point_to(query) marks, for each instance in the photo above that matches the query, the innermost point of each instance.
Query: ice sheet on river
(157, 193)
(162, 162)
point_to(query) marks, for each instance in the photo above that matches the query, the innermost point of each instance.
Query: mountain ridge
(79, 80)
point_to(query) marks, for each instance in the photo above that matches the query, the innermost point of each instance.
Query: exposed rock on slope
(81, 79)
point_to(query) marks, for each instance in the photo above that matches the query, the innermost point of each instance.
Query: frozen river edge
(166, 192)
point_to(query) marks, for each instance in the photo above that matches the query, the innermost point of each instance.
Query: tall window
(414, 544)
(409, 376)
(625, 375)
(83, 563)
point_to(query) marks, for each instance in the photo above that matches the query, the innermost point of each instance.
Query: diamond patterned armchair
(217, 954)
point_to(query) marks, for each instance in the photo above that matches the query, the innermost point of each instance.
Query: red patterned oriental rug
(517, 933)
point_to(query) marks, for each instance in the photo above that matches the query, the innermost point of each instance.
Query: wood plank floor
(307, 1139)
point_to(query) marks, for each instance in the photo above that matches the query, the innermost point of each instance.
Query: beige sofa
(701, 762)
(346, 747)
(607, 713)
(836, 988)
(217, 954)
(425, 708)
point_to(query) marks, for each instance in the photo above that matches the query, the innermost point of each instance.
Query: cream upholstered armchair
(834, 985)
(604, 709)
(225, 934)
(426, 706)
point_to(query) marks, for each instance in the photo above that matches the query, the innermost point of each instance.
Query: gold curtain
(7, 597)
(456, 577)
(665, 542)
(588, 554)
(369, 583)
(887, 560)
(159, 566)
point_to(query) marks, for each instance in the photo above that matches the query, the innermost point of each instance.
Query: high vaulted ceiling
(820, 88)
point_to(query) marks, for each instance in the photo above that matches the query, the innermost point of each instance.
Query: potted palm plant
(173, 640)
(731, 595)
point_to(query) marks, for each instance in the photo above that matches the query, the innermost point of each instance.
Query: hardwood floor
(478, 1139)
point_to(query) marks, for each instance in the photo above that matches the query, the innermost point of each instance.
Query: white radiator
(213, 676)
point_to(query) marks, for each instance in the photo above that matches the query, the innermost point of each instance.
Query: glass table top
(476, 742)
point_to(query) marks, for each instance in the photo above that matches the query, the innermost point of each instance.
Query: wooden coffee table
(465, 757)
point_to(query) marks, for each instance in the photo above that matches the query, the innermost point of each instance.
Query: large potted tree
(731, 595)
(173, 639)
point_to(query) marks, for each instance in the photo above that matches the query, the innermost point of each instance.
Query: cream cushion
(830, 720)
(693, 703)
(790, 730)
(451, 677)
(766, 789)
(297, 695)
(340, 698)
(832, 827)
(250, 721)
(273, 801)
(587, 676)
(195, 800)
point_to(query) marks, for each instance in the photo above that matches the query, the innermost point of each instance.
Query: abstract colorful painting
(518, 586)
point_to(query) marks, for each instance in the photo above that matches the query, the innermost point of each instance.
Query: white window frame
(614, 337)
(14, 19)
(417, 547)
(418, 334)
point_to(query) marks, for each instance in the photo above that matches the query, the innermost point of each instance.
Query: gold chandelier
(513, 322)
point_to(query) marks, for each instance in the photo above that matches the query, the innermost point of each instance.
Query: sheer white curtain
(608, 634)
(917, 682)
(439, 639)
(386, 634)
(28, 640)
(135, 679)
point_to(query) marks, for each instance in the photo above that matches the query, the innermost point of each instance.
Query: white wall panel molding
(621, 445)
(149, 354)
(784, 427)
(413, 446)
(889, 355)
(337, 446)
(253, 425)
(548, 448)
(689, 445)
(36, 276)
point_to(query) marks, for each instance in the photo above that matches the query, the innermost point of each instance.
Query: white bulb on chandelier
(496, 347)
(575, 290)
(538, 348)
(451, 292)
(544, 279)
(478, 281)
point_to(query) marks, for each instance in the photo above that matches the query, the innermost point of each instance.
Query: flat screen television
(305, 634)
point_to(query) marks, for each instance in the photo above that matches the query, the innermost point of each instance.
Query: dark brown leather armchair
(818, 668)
====
■ What you are asked to do ■
When you reach the end of the listing, print it again in full, exactly as given.

■ The answer ■
point_to(query) marks, for each instance in the photo above that matches the query, the innermost point of each instance.
Query: ice sheet on river
(157, 193)
(162, 162)
point_to(query) marks, for each instance in the photo above that matches the query, the innermost point of each instance.
Query: mountain ridge
(79, 80)
point_to(query) marks, for each instance in the photo above that matches the query, the innermost point of each instance.
Query: exposed rock on slope
(81, 79)
point_to(query) marks, for each instance in the photo above that matches the query, the innermost point of each instance.
Query: frozen river edge
(166, 192)
point_to(query) marks, for each instance in the photo above that matches the query, the innermost point of each instance.
Query: tall window
(414, 544)
(409, 376)
(625, 375)
(83, 563)
point_to(query) marks, for each instance in the photo above that matches the query, the innermost point of each instance.
Query: diamond patterned armchair
(217, 954)
point_to(query) marks, for each instance in the photo above that matches the query, the innermost point of each instance.
Query: red patterned oriental rug
(517, 933)
point_to(query) marks, for each instance in the photo above that matches the query, the innermost point of each instance.
Query: wood plank floor
(307, 1139)
point_to(query) marks, for each instance in the photo above that matches the query, the innermost point of each instance.
Query: beige sofa
(701, 762)
(346, 747)
(607, 713)
(836, 988)
(217, 954)
(425, 708)
point_to(query) marks, for each instance in the photo above that matches the query, the innermost point of each instance.
Query: cream upholstered armchair
(834, 985)
(604, 709)
(225, 934)
(426, 706)
point_to(query) marks, for each instance in the photo above that matches the query, the innermost point of each instance.
Query: gold curtain
(7, 597)
(456, 577)
(665, 542)
(588, 554)
(369, 583)
(887, 560)
(159, 566)
point_to(query) marks, for each instance in the photo above that matches the query, the innermost point of each instance.
Query: high vaulted ceiling
(820, 88)
point_to(query) marks, for each instance in the photo above that matches the query, the innermost point of each instance.
Query: potted palm plant
(173, 640)
(731, 595)
point_to(query) marks, for each instance in the photo above that matches the query, the innermost point of each instance.
Query: hardwood floor
(478, 1139)
point_to(query) marks, for each instance in the photo above that matches the query, the innermost point of each instance.
Query: white radiator
(213, 676)
point_to(query) marks, for each instance in the photo above that matches the query, the innermost point of each instance.
Query: glass table top
(476, 742)
point_to(query) marks, for each instance in the photo above that matches the query, the innermost point of each instance.
Query: wooden coffee table
(465, 757)
point_to(query) marks, for each instance in the photo above that matches the query, the innermost point of each instance.
Query: large potted tree
(731, 595)
(173, 639)
point_to(query) marks, for each instance in the photo above that matches the query, the innermost point of each instance.
Query: cream cushion
(830, 720)
(693, 703)
(790, 730)
(451, 677)
(766, 789)
(297, 695)
(340, 698)
(832, 827)
(250, 721)
(273, 801)
(587, 676)
(195, 800)
point_to(query) marks, for each instance in the photo above that matches the query, the innermost point of each instance.
Query: abstract colorful painting
(518, 586)
point_to(query) marks, for each instance in the photo above that matches the query, the innermost point of each instance.
Query: white window frame
(614, 337)
(14, 19)
(417, 547)
(418, 334)
point_to(query) marks, for each instance in the photo above that matches the query, the innermost point of each instance.
Query: gold chandelier
(513, 322)
point_to(query) marks, for each instance in the photo above that matches the query, the innermost point of each instance.
Query: sheer white curtain
(608, 634)
(917, 682)
(439, 639)
(386, 634)
(28, 640)
(135, 679)
point_to(query) marks, for each instance in the photo above that matches the query, the innermost point of each instance.
Query: white wall panel molding
(621, 445)
(149, 354)
(784, 427)
(413, 446)
(889, 355)
(337, 446)
(253, 425)
(548, 448)
(689, 445)
(36, 276)
point_to(query) marks, for each instance in the photo above that matches the query, the innermost point of each instance.
Query: white bulb on chandelier
(496, 347)
(575, 290)
(538, 348)
(451, 292)
(544, 279)
(478, 281)
point_to(query) marks, for each instance in the photo above that matches the query, the innermost point of each instance.
Query: flat screen television
(305, 634)
point_to(query) marks, for each instance in the photo above that matches the query, the innermost point of each instance.
Query: dark brown leather armchair
(818, 668)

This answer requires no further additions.